§ **Your objective**
Word for word, transcribe the data below.

§ **Task data**

>>>

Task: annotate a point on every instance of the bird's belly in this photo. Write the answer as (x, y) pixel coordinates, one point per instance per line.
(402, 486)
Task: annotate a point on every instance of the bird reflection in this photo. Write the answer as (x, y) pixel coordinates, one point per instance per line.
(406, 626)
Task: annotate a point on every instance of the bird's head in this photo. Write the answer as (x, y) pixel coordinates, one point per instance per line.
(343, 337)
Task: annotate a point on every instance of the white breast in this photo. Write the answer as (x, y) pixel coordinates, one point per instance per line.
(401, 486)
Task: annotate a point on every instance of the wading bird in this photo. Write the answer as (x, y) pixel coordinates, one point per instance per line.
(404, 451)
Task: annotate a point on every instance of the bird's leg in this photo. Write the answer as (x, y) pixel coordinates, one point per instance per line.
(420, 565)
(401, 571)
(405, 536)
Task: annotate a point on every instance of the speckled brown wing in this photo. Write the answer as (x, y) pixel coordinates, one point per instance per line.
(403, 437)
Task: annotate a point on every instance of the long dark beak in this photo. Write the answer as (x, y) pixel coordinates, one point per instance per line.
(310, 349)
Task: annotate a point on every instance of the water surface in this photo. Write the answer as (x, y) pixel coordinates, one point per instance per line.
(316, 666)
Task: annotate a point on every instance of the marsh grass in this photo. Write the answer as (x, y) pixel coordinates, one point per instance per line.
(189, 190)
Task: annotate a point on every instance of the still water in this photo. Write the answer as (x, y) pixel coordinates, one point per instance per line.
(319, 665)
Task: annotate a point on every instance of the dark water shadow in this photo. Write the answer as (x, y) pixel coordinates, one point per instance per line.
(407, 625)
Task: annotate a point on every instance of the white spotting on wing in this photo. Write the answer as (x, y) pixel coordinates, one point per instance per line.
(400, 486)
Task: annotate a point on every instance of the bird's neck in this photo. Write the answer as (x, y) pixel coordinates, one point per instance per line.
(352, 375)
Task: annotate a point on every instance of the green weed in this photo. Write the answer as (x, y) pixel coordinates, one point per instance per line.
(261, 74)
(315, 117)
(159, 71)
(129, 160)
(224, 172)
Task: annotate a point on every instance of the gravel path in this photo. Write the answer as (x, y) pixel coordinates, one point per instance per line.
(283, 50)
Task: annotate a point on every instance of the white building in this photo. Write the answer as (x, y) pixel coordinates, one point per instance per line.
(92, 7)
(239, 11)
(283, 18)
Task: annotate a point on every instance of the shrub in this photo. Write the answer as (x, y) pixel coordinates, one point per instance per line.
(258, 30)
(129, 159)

<<<

§ **Result of the exercise**
Task: annotate a point on every instance of the bird's belly in this photo. Write the answer as (x, y) pixel coordinates, one point per instance per line.
(402, 486)
Task: annotate a point on every instance of the bird reflection in this photo. Write the answer as (x, y) pixel coordinates, one point per instance per line.
(406, 626)
Task: annotate a point on every instance of the bird's head in this photo. Write the answer as (x, y) pixel coordinates, one point per instance per line.
(343, 337)
Task: annotate a point on every instance of the white breast in this photo. Write the answer as (x, y) pixel coordinates, one point per instance per line.
(401, 486)
Task: annotate a point on every instance of the wading bird in this photo. Write the answer as (x, y) pixel coordinates, one point per instance per line.
(404, 451)
Task: annotate a point on every instance of the bird's leg in this photo. Write the answer as (x, y) pixel coordinates, one point per instance per line.
(420, 565)
(401, 571)
(405, 536)
Task: annotate a point on every instance of the speckled brown wing in this photo. Write the answer as (x, y) pixel coordinates, one point per instance per line.
(403, 437)
Task: annotate a point on every instance of the long dark beak in this photo. Write the answer as (x, y) pixel coordinates, one point per instance per line.
(310, 349)
Task: annotate a point on every instance of the water surface in this photo. Write the answer as (x, y) pixel coordinates, one point per instance per line.
(316, 666)
Task: annotate a point on every instance of the marsh grass in this photo. Write the answer as (x, y) pixel coordinates, one point per instance per line.
(189, 190)
Task: annotate a point on every instance of the still water in this photo. Write the answer as (x, y) pixel coordinates, one point per instance per line.
(319, 665)
Task: annotate a point on every instance of the dark water shadow in this photo. Write the answer as (x, y) pixel coordinates, one point per instance per line.
(407, 625)
Task: annotate a point on every instance of the white spotting on wing in this photo. Write the answer as (x, y) pixel coordinates, one point per instance per line.
(400, 486)
Task: annotate a point on every instance of the bird's neck in this photo. Write the answer as (x, y) pixel coordinates, one point per instance per line.
(352, 375)
Task: annotate a point on every instance of the green weed in this photo. Write the answer as (x, y) pixel coordinates, one point per instance per line.
(261, 74)
(315, 117)
(159, 71)
(129, 160)
(224, 172)
Task: annotate a point on every instance of the gravel path in this photo. Write the answer as (x, y) pixel coordinates, one point per instance per line.
(283, 50)
Task: annotate a point on every instance of the white building in this photo. Write the answer as (x, y) pixel coordinates, one point per instance per line.
(92, 7)
(239, 11)
(283, 18)
Task: annotate a point on every instance of the shrub in this photo. Write the answer as (x, y) pixel coordinates, one point per instance per line.
(258, 30)
(129, 159)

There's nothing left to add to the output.